(Text shown):
Segment Open
3D Printing: A New Frontier in Healthcare

Medtronic scientists and engineers ‘look beyond the apparent’ in pursuit of groundbreaking achievements.

3D printing isn’t really printing at all. The less-familiar term is additive manufacturing – building an object one very thin layer at a time – on a precision machine similar in size and shape to a printer.

3D printer in action

3D printer in action

Whatever you call it – 3D printing is opening a new frontier in healthcare.

“The rate of change of the technology is just mind boggling,” said Mark Bucheger, engineering director at Medtronic. “Each year the technology is improving to allow us to do more and more things.”

Imagine, for instance, a day when doctors identify your medical problem with a CAT scan or MRI. Then – using 3D printing technology – treat you with a medical tool, a product, or even an entire implantable device, built specific to you and your physiology.

“That's going to take some regulatory work, some development work, some manufacturing work to get there. But those are possibilities that are real,” said Michael Hill, Ph.D., vice president of corporate science, technology and clinical affairs at Medtronic.

Earl Bakken tells us to ‘look beyond the apparent.’ That’s my perspective on 3D printing. Nothing is impossible.

Michael Hill, Ph.D.

Potential of Personalized Medicine

Nitinol can withstand crushing

Michael Hill, Ph.D., VP of corporate science, technology and clinical affairs

Teams of Medtronic scientists and engineers are already working on the possibilities of such personalized medicine. They even envision a day when damaged human organs might be repaired with tissue, or replaced altogether with new organs, created on 3D printers.

“We are thinking that far ahead,” Hill said. “But it’s going to take time and determination. It's one thing to do a prototype, it's another thing to say we're actually going to do it for the long haul.”

It may be years before those kinds of ideas are fully developed, but 3D  printing is already having a major impact on research and development.

We like to learn fast, so we can arrive at the final product in a much more rapid fashion.

Mark Bucheger, engineering director

Accelerated learning

Mark Bucheger

Mark Bucheger holds a 3D printed model

Seven 3D printers run non-stop at Medtronic – filling orders for what’s known as “rapid prototyping.”

If a doctor, scientist or engineer comes up with an idea for a new surgical tool, a prototype can be built in a matter of hours for R&D to explore the idea.

Research and development work that used to take a few months, now done in a couple of days.

“We like to learn fast,” Bucheger said. “Create different iterations of those tools such that we can arrive at what the final product is in a much more rapid fashion.”

A finished 3D model covered in yellow protective layer

A finished 3D model covered in its yellow protective layer

The prototype comes off the printer encased in a soft supportive material. It then goes to a special tank, where the supporting material is sprayed off – to reveal the finished prototype.
Segment Closed
(Entries shown):
Segment Open
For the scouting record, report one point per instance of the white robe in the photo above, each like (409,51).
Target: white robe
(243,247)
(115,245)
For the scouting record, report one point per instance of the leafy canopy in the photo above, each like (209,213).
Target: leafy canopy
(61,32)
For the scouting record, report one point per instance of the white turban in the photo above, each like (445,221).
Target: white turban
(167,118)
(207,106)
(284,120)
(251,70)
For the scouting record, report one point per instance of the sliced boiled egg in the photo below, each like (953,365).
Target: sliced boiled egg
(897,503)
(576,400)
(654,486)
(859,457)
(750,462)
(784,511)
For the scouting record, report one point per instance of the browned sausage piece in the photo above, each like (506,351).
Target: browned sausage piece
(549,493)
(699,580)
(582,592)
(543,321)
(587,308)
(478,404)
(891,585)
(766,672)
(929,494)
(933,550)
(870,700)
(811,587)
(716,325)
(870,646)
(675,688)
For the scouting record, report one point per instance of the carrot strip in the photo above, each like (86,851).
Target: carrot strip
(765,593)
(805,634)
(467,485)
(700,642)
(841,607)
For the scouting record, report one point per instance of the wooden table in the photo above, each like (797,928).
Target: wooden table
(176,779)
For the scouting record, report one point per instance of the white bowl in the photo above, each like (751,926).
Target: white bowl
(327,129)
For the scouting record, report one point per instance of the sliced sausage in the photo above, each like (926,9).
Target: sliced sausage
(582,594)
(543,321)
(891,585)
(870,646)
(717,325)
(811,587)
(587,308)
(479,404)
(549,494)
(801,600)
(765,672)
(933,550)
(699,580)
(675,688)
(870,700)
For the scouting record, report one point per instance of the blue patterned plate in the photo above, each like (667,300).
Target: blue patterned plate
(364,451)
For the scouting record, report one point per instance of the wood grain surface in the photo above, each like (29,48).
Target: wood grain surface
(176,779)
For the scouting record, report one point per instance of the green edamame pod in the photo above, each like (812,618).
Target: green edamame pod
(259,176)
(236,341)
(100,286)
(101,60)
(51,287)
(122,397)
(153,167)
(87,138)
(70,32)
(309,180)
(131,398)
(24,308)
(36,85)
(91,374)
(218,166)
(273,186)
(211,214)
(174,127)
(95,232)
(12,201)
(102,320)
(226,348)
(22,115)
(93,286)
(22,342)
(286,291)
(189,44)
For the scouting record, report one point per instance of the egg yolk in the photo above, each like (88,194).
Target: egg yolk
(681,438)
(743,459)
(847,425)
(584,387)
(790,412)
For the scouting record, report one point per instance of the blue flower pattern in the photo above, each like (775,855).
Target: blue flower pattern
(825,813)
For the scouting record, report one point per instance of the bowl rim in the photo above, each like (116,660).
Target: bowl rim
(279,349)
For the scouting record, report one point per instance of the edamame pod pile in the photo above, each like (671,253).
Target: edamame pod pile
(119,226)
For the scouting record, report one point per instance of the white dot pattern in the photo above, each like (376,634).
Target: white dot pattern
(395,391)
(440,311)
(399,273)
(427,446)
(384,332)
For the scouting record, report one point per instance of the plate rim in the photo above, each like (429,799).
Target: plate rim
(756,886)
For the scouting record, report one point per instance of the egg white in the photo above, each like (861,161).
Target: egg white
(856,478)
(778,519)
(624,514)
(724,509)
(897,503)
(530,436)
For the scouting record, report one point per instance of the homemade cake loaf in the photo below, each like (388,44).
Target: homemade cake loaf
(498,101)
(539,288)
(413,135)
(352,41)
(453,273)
Segment Closed
(Problem 1): Sum up the text on 3D printing in healthcare in two sentences.
(Problem 2): List every person named in the text on 3D printing in healthcare, and give each one's title if the text states one.
(Problem 3): Go on with the text about 3D printing in healthcare, picking up after its last sentence.

(Response box 1): 3D printing, also called additive manufacturing, builds an object one very thin layer at a time and is opening a new frontier in healthcare. Medtronic teams envision personalized medical tools, devices and even organs made on 3D printers, and seven printers there already run non-stop for rapid prototyping, cutting research and development work from a few months to a couple of days.

(Response box 2):
- Mark Bucheger, engineering director at Medtronic
- Michael Hill, Ph.D., vice president of corporate science, technology and clinical affairs at Medtronic
- Earl Bakken

(Response box 3):
In just one year, Medtronic estimates up to nine years of R&D testing time was saved by 3D printing, according to design lab manager Scott Hanson. Ultimately, that means innovation and advances in healthcare get to patients much faster.

“The amount of knowledge that we're exposed to almost doubles every year,” Hill said. “Accelerating innovation so we can stay ahead of the curve is half the battle.” 

Empowered training and simulation

a team member sprays off the protective coating from a 3D printed prototype

Spraying the protective layer off a 3D printed prototype

Medtronic is also printing 3D models of various human anatomies, so product-designers can figure out how to improve the way their devices deploy and operate inside the body.

Other 3D-printed models allow doctors to practice procedures on life-like simulations. That way, they’re better prepared when it’s time to perform the real surgery.

“That's especially important when physicians are dealing with abnormal physiology,” Hill said. “It may take 100 or 1,000 actual procedures to see something like that. But if we can 3D print that physiology, surgeons can experience that and actually see and touch it. That can be an incredibly important learning tool.”

3D printed prototypes

A Medtronic team member uses a 3D printed heart to test a new medical tool.

Most of the 3D printing projects currently done at Medtronic build prototypes using special polymers. But researchers are anxious to start working with their newest 3D printer – which builds objects out of metal.

“That again will just open up that many more doors for us in terms of the possibilities that we can do,” Bucheger said.

What comes next may be limited only by our imagination.

“Earl Bakken tells us to ‘look beyond the apparent,’” Hill said. “See what isn’t visible yet. That’s my perspective on 3D printing and some of the other technologies we’re developing. Nothing is impossible.”